Current = Voltage / Resistance



With the equation above is easy to analyse the affect of resistance in current. Now you can explain why light bulbs blow right after they are turned on because you know the effect of a cold temperature to resistance and the effect of resistance to current.

Power = Current x Voltage

This equation relates to watts. You will probably come across a light bulb that has a label saying how many watts it uses. Withe the equation above you can find how much current passes through the circuit for each light bulb therefore you can find how bright they are. 

http://www.mos.org/sln/toe/history.html

Voltage = Electric Potential Energy / Charge

We talked a lot about this equation when we tried to figure it out why a van de Graaff generator, that has a high voltage, doesn't hurt you, but an outlet that has a much lower voltage does. We stablished that what hurts you is not volte but energy. We used the equation above to plug in the voltage and charge in order to find how much energy the outlet, and the generator had. We found that the generator has a small energy and the outlet has a big one therefore it is safe to touch the generator but not the outlet.

Supplied information>
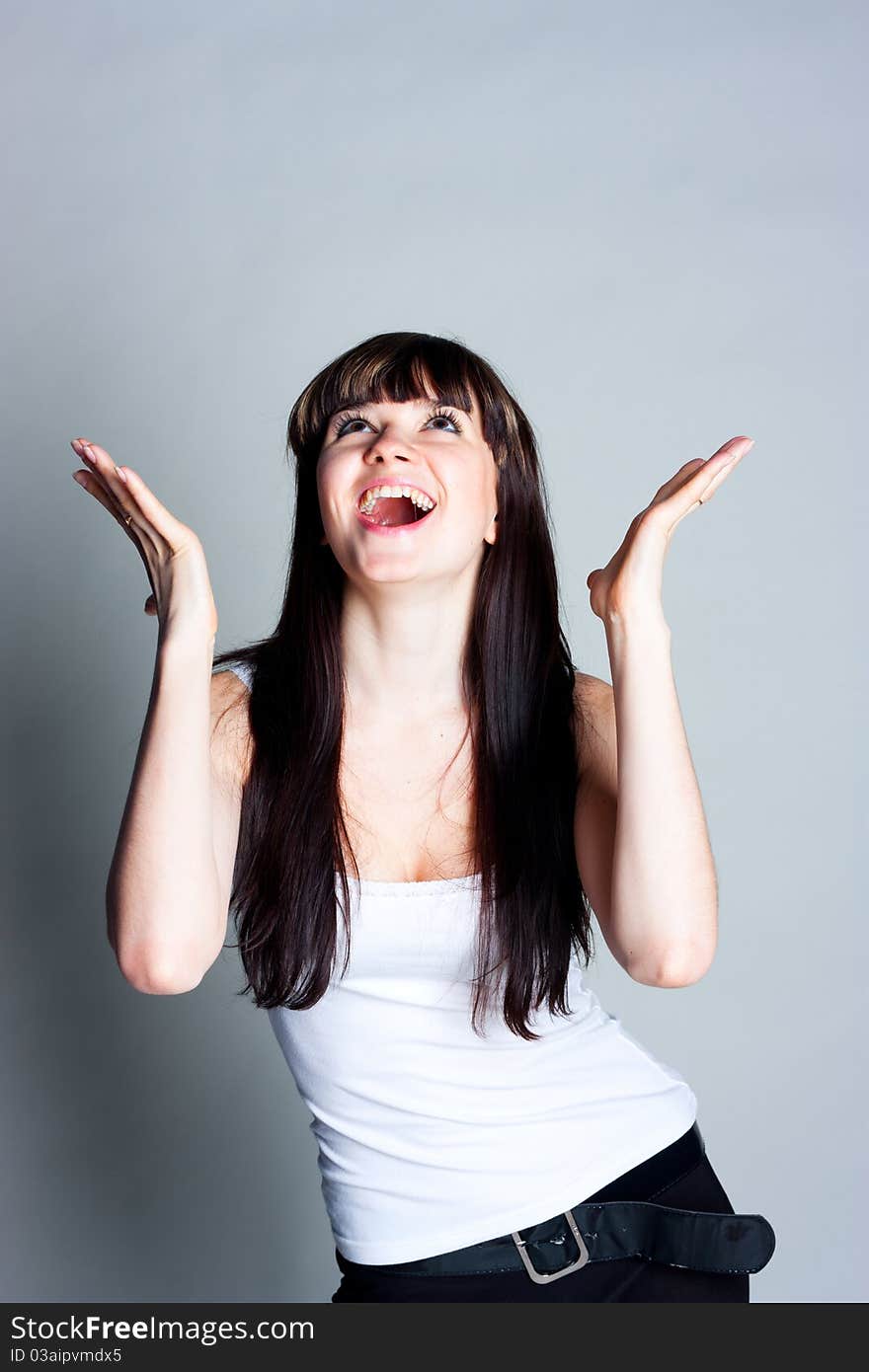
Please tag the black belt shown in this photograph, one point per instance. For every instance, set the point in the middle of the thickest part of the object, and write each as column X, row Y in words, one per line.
column 605, row 1230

Task to complete>
In the passage on electricity equations, what did the group find about the energy of the van de Graaff generator compared with the outlet?

Response>
The generator has a small energy and the outlet has a big one.